** Start EXTRACTED INFORMATION **

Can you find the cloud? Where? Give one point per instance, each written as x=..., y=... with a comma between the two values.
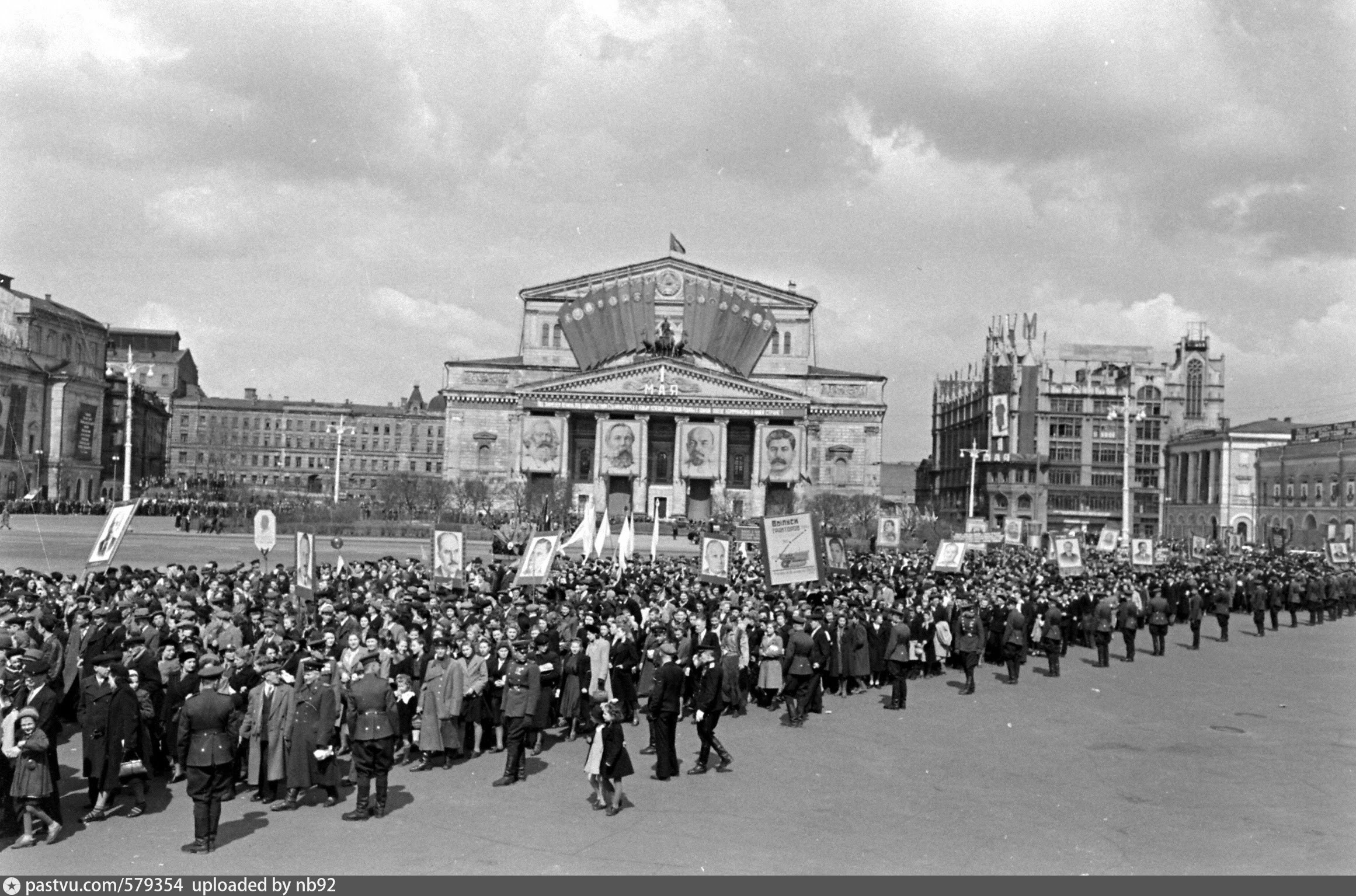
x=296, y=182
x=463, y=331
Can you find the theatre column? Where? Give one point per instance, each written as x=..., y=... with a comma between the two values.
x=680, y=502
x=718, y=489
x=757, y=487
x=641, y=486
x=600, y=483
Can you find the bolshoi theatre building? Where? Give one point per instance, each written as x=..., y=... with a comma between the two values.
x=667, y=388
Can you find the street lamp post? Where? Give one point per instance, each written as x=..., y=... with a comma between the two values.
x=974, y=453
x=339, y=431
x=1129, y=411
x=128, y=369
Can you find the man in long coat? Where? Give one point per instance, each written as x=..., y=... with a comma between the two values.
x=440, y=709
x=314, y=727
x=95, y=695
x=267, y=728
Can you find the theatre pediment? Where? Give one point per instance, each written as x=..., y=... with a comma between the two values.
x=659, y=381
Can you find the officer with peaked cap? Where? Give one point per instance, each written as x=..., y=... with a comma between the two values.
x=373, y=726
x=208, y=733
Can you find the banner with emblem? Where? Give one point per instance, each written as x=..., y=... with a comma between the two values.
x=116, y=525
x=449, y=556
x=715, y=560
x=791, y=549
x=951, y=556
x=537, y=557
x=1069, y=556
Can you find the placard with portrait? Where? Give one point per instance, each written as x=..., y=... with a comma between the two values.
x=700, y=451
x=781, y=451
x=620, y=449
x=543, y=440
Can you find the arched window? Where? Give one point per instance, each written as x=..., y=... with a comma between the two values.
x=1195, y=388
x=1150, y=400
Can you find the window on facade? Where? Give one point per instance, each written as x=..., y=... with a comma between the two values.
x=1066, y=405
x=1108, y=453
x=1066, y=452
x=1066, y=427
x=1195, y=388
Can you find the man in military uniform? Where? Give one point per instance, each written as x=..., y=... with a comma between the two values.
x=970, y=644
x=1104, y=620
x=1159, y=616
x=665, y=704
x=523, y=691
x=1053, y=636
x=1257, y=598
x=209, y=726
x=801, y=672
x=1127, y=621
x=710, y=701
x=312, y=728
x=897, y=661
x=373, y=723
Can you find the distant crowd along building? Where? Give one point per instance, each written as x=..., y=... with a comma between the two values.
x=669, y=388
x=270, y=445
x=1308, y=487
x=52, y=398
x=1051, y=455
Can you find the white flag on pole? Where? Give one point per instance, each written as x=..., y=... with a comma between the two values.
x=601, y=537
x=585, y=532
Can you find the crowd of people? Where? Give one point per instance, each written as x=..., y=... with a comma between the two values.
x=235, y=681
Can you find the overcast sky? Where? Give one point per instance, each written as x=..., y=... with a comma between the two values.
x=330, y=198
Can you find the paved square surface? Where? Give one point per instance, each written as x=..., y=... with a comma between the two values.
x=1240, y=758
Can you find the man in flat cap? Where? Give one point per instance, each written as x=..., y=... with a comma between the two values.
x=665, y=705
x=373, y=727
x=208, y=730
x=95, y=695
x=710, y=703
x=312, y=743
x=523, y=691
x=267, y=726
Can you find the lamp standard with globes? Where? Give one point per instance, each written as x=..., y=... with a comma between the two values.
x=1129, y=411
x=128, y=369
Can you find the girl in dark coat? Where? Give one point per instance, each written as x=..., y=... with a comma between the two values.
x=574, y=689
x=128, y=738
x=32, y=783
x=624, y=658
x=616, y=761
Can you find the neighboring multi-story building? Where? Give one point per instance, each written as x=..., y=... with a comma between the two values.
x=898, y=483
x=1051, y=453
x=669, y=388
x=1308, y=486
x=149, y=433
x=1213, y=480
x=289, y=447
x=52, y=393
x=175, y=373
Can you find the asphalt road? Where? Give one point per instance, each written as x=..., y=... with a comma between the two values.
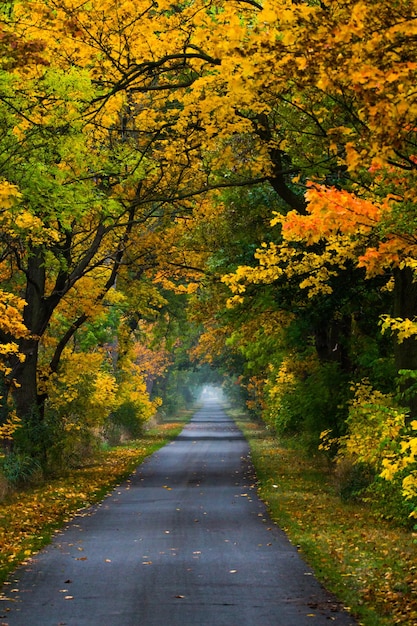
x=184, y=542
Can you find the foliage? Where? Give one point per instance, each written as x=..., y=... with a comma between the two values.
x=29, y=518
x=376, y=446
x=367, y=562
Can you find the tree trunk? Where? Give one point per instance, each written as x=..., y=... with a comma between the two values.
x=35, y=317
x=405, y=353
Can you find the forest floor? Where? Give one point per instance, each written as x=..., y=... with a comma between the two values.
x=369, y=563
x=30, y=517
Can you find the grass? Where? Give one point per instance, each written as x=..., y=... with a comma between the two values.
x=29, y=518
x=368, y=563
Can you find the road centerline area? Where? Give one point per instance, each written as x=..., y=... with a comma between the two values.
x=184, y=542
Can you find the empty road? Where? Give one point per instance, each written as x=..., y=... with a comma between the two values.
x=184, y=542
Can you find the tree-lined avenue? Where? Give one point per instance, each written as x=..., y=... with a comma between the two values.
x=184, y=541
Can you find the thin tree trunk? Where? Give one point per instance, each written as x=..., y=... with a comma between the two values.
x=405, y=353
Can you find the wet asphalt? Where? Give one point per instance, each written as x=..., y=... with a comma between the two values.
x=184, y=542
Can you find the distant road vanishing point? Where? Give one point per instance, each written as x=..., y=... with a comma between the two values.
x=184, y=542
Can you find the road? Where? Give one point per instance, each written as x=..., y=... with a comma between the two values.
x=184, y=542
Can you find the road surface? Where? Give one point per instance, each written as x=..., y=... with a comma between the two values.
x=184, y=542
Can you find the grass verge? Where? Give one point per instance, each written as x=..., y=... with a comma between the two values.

** End EXTRACTED INFORMATION **

(GIVEN TASK): Starting at the beginning of the records and ending at the line containing "x=463, y=331", rewrite those lines with "comma" changed to "semicolon" and everything else the same. Omit the pictures from your answer.

(RESPONSE):
Can you find the cloud? Where? Give one point per instance, each written as x=..., y=... with a semicolon between the two values.
x=296, y=182
x=463, y=331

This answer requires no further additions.